## What this task involves
Format the entries below as a JSON list of strings, one string per line and no blank lines, starting at the line that contains "In this exercise you will label the crevassed" and ending with the last line of the entries.

## Task inputs
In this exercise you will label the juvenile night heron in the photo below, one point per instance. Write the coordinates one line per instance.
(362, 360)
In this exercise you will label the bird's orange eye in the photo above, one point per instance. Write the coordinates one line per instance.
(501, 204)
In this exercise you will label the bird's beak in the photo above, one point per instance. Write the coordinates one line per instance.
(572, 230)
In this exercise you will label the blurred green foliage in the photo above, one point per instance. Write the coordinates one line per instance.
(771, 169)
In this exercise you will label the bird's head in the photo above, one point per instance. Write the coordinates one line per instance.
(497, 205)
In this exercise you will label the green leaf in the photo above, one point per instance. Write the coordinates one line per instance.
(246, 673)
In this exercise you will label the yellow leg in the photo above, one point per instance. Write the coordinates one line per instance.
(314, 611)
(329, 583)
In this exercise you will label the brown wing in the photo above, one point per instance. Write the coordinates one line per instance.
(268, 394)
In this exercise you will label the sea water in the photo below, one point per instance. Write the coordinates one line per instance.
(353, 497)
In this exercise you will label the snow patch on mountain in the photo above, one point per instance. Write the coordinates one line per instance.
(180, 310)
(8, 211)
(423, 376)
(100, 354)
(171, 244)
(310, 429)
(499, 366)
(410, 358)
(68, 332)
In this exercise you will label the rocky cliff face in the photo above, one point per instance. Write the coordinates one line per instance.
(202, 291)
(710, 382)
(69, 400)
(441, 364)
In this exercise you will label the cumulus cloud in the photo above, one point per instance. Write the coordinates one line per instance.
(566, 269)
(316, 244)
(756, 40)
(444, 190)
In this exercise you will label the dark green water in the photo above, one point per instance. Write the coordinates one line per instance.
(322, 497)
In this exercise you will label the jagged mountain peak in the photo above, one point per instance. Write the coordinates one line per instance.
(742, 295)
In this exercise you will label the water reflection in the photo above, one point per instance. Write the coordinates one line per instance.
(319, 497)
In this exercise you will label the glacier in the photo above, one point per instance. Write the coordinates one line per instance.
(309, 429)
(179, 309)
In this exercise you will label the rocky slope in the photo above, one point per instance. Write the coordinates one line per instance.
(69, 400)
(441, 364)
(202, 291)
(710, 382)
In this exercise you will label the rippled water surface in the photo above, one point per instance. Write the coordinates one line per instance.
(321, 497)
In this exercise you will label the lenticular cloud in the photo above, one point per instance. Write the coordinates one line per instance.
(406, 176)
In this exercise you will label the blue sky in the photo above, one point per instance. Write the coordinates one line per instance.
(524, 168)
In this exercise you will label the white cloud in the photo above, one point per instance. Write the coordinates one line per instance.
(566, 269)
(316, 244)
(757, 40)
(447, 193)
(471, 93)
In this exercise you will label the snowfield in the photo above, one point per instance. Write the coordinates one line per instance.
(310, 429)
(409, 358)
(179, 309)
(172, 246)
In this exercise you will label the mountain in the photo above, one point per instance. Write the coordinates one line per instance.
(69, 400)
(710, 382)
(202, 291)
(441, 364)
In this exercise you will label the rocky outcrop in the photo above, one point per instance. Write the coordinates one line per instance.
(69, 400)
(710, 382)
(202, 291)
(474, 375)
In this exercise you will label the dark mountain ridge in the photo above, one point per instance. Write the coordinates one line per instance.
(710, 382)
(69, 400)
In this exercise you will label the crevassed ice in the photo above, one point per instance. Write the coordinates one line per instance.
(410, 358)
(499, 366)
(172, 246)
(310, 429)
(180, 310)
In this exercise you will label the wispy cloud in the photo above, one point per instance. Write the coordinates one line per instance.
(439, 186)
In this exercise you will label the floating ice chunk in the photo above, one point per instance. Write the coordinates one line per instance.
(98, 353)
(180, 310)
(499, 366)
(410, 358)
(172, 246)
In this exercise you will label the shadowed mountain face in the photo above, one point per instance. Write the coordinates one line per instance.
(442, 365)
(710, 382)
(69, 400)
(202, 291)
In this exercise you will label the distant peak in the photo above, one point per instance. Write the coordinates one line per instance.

## Right answer
[
  "In this exercise you will label the crevassed ice in the photo above, one point per instance. Write the coordinates one line per instance.",
  "(410, 358)",
  "(499, 366)",
  "(172, 246)",
  "(310, 429)",
  "(180, 310)",
  "In this exercise you will label the wispy cloud in the photo above, one point per instance. Write the coordinates one line per instance.",
  "(439, 186)",
  "In this exercise you will label the floating ice chunk in the photo above, one point per instance. Write the coordinates one line per instance.",
  "(98, 353)",
  "(180, 310)",
  "(499, 366)",
  "(410, 358)",
  "(172, 246)",
  "In this exercise you will label the shadowed mountain face in the photo above, one point per instance. Write the coordinates one line per instance.",
  "(442, 365)",
  "(710, 382)",
  "(69, 400)",
  "(202, 291)",
  "In this exercise you will label the distant peak in the photo above, one point per instance. Write the coordinates one line per instance."
]